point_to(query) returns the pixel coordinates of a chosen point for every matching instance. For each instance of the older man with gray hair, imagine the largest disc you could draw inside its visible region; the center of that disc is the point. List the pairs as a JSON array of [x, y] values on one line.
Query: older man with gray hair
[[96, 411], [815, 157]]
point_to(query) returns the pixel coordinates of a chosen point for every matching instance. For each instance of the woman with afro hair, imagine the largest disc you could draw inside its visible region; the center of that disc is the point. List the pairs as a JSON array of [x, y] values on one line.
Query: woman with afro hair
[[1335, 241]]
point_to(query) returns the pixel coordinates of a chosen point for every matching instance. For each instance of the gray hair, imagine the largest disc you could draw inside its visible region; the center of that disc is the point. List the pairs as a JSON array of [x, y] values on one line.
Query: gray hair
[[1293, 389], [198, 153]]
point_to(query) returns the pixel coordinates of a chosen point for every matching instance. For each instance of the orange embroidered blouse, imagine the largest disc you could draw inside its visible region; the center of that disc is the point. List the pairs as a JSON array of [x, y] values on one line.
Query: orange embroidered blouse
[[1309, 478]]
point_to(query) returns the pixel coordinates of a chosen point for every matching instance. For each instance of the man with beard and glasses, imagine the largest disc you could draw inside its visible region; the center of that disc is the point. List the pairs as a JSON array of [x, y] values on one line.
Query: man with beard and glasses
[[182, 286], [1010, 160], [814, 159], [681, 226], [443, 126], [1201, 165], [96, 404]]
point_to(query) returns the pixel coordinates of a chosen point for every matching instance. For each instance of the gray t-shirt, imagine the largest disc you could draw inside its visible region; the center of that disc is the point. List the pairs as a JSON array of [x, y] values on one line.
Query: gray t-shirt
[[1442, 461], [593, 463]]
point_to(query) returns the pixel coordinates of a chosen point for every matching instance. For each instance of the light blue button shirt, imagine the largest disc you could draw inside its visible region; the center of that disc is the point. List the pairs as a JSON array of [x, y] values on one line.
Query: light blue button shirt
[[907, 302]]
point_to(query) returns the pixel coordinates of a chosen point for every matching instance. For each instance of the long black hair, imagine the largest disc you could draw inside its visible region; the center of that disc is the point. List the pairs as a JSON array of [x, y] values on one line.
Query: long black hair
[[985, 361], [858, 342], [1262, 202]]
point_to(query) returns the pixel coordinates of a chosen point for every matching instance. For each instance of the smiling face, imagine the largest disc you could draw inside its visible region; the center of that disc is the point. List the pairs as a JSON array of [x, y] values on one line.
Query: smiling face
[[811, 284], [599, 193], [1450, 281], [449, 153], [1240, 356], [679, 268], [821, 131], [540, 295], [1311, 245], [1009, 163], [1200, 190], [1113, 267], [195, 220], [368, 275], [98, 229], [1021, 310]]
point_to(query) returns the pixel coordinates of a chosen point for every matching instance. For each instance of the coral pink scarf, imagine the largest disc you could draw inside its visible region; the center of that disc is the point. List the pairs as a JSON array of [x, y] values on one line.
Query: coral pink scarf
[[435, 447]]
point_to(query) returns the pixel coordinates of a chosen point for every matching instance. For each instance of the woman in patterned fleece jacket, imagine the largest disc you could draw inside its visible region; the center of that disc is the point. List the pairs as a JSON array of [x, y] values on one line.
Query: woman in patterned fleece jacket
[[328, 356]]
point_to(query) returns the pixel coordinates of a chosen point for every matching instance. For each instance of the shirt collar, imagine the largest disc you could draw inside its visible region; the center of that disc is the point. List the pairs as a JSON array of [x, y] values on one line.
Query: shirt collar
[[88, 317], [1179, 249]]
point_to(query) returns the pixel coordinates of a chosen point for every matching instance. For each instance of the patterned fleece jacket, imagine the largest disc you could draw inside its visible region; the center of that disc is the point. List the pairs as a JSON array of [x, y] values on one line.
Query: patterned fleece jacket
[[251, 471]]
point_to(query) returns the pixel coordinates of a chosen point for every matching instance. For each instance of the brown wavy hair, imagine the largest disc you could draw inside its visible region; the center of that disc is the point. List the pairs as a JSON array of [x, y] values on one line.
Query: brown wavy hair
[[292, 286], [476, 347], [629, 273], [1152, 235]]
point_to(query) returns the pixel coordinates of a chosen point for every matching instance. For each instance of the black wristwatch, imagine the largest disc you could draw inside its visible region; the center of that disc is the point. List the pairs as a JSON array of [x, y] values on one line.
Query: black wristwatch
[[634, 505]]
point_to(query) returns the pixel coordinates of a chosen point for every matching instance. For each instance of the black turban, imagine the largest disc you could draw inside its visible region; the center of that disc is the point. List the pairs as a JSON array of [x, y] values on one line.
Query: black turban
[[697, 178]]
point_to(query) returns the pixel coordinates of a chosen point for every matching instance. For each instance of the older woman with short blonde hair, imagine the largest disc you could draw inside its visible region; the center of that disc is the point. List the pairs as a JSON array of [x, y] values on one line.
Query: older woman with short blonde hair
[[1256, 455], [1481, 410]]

- - - - - - -

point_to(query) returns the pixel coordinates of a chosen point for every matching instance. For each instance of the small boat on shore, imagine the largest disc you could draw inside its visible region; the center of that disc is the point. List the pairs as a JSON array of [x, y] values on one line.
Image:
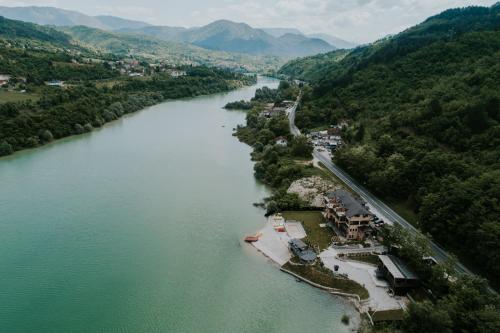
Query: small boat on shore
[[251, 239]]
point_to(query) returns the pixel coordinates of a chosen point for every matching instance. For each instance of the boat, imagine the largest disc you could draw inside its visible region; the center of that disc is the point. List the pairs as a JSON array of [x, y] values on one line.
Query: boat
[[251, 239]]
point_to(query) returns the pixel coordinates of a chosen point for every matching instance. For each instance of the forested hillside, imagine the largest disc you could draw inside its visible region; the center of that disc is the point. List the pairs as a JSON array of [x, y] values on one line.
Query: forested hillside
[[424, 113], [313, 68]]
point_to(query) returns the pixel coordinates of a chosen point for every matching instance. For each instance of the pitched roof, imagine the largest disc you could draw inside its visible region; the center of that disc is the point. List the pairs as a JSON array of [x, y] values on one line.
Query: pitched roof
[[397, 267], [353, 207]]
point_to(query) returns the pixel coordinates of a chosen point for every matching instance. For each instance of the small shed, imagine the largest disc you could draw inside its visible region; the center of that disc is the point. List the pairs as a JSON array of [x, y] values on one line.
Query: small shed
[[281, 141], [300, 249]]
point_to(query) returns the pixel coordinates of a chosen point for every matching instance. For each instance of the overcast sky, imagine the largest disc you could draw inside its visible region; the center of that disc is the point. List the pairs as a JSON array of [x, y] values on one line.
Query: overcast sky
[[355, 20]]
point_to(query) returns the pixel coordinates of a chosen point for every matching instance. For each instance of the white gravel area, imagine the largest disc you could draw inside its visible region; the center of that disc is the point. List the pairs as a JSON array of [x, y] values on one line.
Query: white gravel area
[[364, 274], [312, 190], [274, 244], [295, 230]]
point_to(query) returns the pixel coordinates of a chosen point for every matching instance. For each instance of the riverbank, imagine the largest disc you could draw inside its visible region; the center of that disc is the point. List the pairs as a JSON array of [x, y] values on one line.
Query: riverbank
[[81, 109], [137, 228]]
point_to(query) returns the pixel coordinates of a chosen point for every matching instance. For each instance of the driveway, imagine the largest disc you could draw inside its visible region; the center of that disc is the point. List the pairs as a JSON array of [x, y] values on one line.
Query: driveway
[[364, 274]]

- - - - - - -

STATED TASK: Copy the items above word for word, from the line containing "of the patterned" up to and including the line containing "[[251, 471]]".

FINISHED ANSWER:
point_to(query) returns the pixel coordinates of a chosen point for every matching instance. For each instance of the patterned fleece jacket, imagine the largest disc you could draw inside its visible region; the center of that disc is the point. List the pairs as a JSON array of [x, y] values on one line.
Query: patterned fleece jacket
[[251, 471]]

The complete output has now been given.